# START OF RECORDED INFORMATION

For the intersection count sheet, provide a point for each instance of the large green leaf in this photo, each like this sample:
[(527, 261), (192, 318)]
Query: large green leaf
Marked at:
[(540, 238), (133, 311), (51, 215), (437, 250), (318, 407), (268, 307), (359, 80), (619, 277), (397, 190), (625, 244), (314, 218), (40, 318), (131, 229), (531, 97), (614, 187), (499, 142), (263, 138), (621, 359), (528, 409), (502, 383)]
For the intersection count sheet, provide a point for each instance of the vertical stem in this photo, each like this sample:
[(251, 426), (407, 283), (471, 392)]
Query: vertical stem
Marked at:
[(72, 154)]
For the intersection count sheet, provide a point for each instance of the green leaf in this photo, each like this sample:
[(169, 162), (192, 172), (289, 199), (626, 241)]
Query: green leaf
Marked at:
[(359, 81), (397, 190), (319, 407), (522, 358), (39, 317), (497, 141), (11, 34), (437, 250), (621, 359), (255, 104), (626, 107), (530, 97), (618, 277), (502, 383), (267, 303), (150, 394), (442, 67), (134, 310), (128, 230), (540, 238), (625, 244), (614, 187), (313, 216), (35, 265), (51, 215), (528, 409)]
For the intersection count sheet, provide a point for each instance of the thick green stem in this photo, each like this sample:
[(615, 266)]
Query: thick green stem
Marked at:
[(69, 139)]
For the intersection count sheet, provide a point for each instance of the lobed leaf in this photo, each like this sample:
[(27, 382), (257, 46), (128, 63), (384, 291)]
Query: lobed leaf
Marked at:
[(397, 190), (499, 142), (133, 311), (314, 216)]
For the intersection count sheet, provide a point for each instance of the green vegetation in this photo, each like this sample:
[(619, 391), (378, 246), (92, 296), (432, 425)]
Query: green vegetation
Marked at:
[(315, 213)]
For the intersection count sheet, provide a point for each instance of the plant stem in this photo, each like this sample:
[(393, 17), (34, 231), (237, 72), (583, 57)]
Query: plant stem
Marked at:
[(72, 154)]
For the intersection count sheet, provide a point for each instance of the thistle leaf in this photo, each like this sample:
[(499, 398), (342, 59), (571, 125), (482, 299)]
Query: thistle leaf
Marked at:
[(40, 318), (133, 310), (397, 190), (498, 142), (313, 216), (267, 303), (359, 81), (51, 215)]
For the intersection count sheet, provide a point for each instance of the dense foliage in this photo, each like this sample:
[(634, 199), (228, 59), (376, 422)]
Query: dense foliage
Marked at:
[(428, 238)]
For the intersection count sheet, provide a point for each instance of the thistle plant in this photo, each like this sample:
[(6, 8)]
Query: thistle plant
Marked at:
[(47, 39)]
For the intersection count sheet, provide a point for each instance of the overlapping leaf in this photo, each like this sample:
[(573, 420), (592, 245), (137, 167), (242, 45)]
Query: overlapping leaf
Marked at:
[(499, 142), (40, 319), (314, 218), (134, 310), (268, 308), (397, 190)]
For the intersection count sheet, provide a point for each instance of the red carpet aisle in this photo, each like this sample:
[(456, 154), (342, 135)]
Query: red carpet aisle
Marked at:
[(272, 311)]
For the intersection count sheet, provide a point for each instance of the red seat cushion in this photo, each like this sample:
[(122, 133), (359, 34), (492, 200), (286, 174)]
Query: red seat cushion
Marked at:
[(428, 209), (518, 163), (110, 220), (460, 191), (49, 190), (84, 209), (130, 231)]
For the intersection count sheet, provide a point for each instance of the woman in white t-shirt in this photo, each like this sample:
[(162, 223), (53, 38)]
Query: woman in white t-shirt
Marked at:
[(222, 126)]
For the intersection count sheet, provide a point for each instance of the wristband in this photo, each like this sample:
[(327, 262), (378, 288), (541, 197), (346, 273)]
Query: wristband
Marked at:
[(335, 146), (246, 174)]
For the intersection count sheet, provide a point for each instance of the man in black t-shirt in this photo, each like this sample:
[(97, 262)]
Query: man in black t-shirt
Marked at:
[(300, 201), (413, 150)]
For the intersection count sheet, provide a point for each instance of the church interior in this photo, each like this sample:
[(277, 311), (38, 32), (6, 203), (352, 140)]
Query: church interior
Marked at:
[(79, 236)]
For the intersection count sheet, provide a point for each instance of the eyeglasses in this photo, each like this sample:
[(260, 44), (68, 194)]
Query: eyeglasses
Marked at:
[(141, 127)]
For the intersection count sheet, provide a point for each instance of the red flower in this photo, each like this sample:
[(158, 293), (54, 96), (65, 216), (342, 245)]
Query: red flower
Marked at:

# END OF RECORDED INFORMATION

- REQUIRED TASK
Can you retype every one of the lines above word for word, leaving nothing out and changing nothing?

- RESULT BELOW
For the intersection count sheet, provide a point for each instance of the large green leaf in this photo, each like this sample:
[(527, 261), (192, 318)]
Query: large green leaf
Marked at:
[(540, 238), (133, 311), (51, 215), (437, 250), (318, 407), (268, 307), (359, 80), (619, 277), (397, 190), (625, 244), (314, 218), (40, 318), (131, 229), (531, 97), (614, 187), (499, 142), (263, 138), (621, 359), (528, 409), (502, 383)]
For the intersection count sheet, provide a point for each instance of the vertical stem in this photo, each like this sample:
[(251, 426), (407, 283), (471, 392)]
Query: vertical stem
Marked at:
[(72, 154)]
For the intersection count sheet, provide a point for each instance of the green leaf in this photo, each like this sample:
[(169, 162), (192, 172), (289, 199), (626, 241)]
Query: green leaf
Marked at:
[(359, 81), (397, 190), (319, 407), (522, 358), (39, 317), (497, 141), (11, 34), (437, 250), (621, 359), (255, 104), (626, 107), (530, 97), (618, 277), (502, 383), (267, 303), (150, 394), (442, 67), (134, 310), (128, 230), (540, 238), (625, 244), (614, 187), (313, 216), (35, 265), (51, 215), (528, 409)]
For the intersection count sheet, provide a point for each instance of the thick green stem in this photo, each like this sample:
[(615, 266)]
Query: thick green stem
Marked at:
[(69, 139)]
For the intersection count sheet, provide a point for each instance of the lobed leaf in this photo, each like this sample:
[(27, 382), (257, 46), (128, 63), (384, 291)]
Query: lobed leaf
Marked at:
[(397, 190), (499, 142), (133, 311), (314, 216)]
For the intersection count sheet, provide a point for each instance of the green vegetation in this photo, each like this sample:
[(619, 391), (378, 246), (92, 296), (432, 425)]
Query: green vegetation
Marked at:
[(315, 213)]
For the intersection count sheet, provide a point for each instance of the plant stem in this photo, each like this sample:
[(393, 17), (34, 231), (237, 72), (583, 57)]
Query: plant stem
Marked at:
[(72, 154)]
For the intersection count sheet, provide a point for each instance of the thistle leaf in this photo, each like this sample:
[(499, 398), (342, 59), (571, 125), (482, 299)]
Query: thistle leaf
Marked at:
[(40, 318), (133, 310), (397, 190), (498, 142), (313, 216), (267, 303), (359, 81), (51, 215)]
For the intersection count sheet, provide a point for each instance of the dense foliage in this photo, each like this sample:
[(634, 199), (228, 59), (376, 422)]
Query: dense foliage
Marked at:
[(428, 238)]
For the intersection count sheet, provide a point for each instance of the thistle plant in this photo, each like this sample:
[(6, 8)]
Query: thistle plant
Marked at:
[(47, 39)]
For the intersection count sheet, provide a point for each instance of the overlapping leaf in this photo, each like this sample:
[(573, 420), (592, 245), (137, 167), (242, 45)]
Query: overlapping leaf
Marked at:
[(499, 142), (40, 319), (314, 218), (134, 310), (268, 308), (397, 190)]
For the intersection count sheet, provide a point for each instance of the red carpet aisle in this photo, each like this sample:
[(456, 154), (342, 135)]
Query: red carpet aisle
Marked at:
[(272, 311)]
For the intersection count sheet, provide a point for each instance of the red seat cushion in this photo, each like this sample:
[(122, 133), (359, 34), (492, 200), (286, 174)]
Query: red seat cushion
Marked at:
[(428, 209), (518, 163), (110, 220), (460, 191), (49, 190), (84, 209), (130, 231)]
For the intersection count sheet, provide a point for each instance of the woman in white t-shirt in this photo, each like this sample:
[(162, 223), (53, 38)]
Query: woman in white t-shirt
Marked at:
[(222, 126)]
For the intersection count sheet, provide a point for each instance of the wristband in this photo, each like this sample:
[(327, 262), (378, 288), (541, 197), (346, 273)]
Query: wristband
Marked at:
[(335, 146), (246, 174)]
For the intersection count sheet, provide a point for each instance of the man in black t-shirt in this photo, each like this sample:
[(97, 262)]
Query: man in black t-shirt
Marked at:
[(300, 201), (413, 150)]
For the intersection count sheet, provide a point for each instance of the church interior in this photo, each like this sample:
[(277, 311), (38, 32), (6, 203), (352, 140)]
Query: church interior
Marked at:
[(79, 236)]
For the intersection count sheet, provide a point for each instance of the eyeglasses in this photo, each like this sample:
[(260, 44), (68, 194)]
Query: eyeglasses
Marked at:
[(141, 127)]
For the intersection count sheet, provide a point for each instance of the red flower in this photo, each like this sample:
[(158, 293), (54, 96), (65, 216), (342, 245)]
Query: red flower
Marked at:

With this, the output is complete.